* **Activity**: Could you turn the lines from the one containing "negative clicks: (111, 143) (117, 111)" through the end of the records into a Markdown table with the columns Row and Text, skipping blank lines and leaving out the pictures?

◆ ◆ ◆

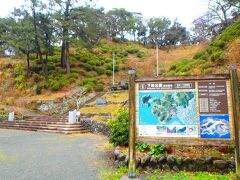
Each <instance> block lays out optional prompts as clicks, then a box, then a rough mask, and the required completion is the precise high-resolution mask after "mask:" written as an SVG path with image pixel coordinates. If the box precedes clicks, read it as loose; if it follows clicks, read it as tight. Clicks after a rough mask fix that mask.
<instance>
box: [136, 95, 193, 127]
mask: <svg viewBox="0 0 240 180" xmlns="http://www.w3.org/2000/svg"><path fill="white" fill-rule="evenodd" d="M139 125H179V126H183V128H184V126H185V125H197V112H196V95H195V93H194V92H192V91H191V92H166V93H162V92H140V93H139Z"/></svg>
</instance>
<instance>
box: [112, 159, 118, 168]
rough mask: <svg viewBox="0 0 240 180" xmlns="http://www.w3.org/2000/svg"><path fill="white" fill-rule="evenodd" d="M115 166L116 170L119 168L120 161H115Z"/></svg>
mask: <svg viewBox="0 0 240 180" xmlns="http://www.w3.org/2000/svg"><path fill="white" fill-rule="evenodd" d="M113 166H114V167H115V168H119V161H118V160H116V161H114V162H113Z"/></svg>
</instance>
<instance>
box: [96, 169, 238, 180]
mask: <svg viewBox="0 0 240 180" xmlns="http://www.w3.org/2000/svg"><path fill="white" fill-rule="evenodd" d="M127 173H128V169H127V167H125V166H124V167H121V168H119V169H114V168H108V169H102V170H101V172H100V179H101V180H119V179H120V178H121V177H122V176H123V175H124V174H127ZM137 176H138V177H139V178H140V179H146V180H160V179H161V180H234V179H237V176H236V174H235V173H233V172H230V173H228V174H218V173H208V172H201V171H200V172H186V171H180V172H179V173H176V172H165V171H162V170H155V171H152V172H150V171H143V172H141V173H139V172H137Z"/></svg>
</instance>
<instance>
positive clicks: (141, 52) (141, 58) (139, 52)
mask: <svg viewBox="0 0 240 180" xmlns="http://www.w3.org/2000/svg"><path fill="white" fill-rule="evenodd" d="M137 57H139V58H141V59H142V58H144V57H145V53H144V52H142V51H139V52H138V53H137Z"/></svg>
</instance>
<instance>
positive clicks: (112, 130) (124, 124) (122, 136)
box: [108, 107, 129, 146]
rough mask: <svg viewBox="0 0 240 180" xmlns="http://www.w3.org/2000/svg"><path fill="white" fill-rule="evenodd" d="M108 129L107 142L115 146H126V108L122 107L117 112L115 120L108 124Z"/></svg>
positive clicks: (127, 112) (128, 129)
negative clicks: (111, 143) (117, 111)
mask: <svg viewBox="0 0 240 180" xmlns="http://www.w3.org/2000/svg"><path fill="white" fill-rule="evenodd" d="M108 126H109V128H110V136H109V142H110V143H113V144H114V145H115V146H118V145H124V146H127V145H128V133H129V112H128V108H126V107H122V108H120V109H119V110H118V112H117V116H116V118H115V119H113V120H111V121H110V122H109V124H108Z"/></svg>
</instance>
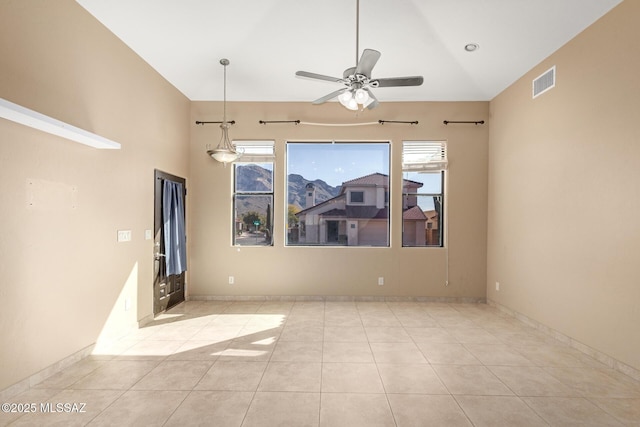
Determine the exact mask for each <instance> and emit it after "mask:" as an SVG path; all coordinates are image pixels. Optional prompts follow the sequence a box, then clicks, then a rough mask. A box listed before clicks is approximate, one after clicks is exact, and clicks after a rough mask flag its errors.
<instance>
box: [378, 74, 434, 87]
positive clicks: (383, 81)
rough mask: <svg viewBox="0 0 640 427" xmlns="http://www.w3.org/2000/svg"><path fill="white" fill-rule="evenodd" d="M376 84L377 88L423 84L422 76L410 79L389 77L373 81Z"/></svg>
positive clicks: (409, 85) (415, 85)
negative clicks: (381, 87)
mask: <svg viewBox="0 0 640 427" xmlns="http://www.w3.org/2000/svg"><path fill="white" fill-rule="evenodd" d="M375 81H377V82H378V86H377V87H392V86H420V85H421V84H422V83H423V82H424V78H423V77H422V76H411V77H390V78H386V79H375Z"/></svg>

◆ ◆ ◆

* **Your response**:
| Row | Text |
|---|---|
| 1 | negative clicks: (111, 143) (117, 111) |
| 2 | mask: <svg viewBox="0 0 240 180" xmlns="http://www.w3.org/2000/svg"><path fill="white" fill-rule="evenodd" d="M108 126H109V128H110V136H109V142H110V143H113V144H114V145H115V146H118V145H124V146H127V145H128V133H129V112H128V108H126V107H122V108H120V109H119V110H118V112H117V116H116V118H115V119H113V120H111V121H110V122H109V124H108Z"/></svg> |
| 3 | </instance> |
| 4 | Determine the exact mask for each <instance> and emit it after "mask:" as an SVG path; all coordinates are image pixels. Optional prompts follow the sequence a box, then clicks, then a rough mask. A box listed before clicks is approximate, one after clicks is exact, and clicks after a rough mask flag its errors. |
| 5 | <instance> |
| 6 | box: [378, 74, 434, 87] |
| 7 | positive clicks: (383, 81) |
| 8 | rough mask: <svg viewBox="0 0 640 427" xmlns="http://www.w3.org/2000/svg"><path fill="white" fill-rule="evenodd" d="M376 84L377 88L423 84L422 76L410 79L389 77L373 81Z"/></svg> |
| 9 | positive clicks: (409, 85) (415, 85) |
| 10 | negative clicks: (381, 87) |
| 11 | mask: <svg viewBox="0 0 640 427" xmlns="http://www.w3.org/2000/svg"><path fill="white" fill-rule="evenodd" d="M375 81H377V82H378V86H377V87H392V86H420V85H421V84H422V83H423V82H424V78H423V77H422V76H411V77H390V78H386V79H375Z"/></svg> |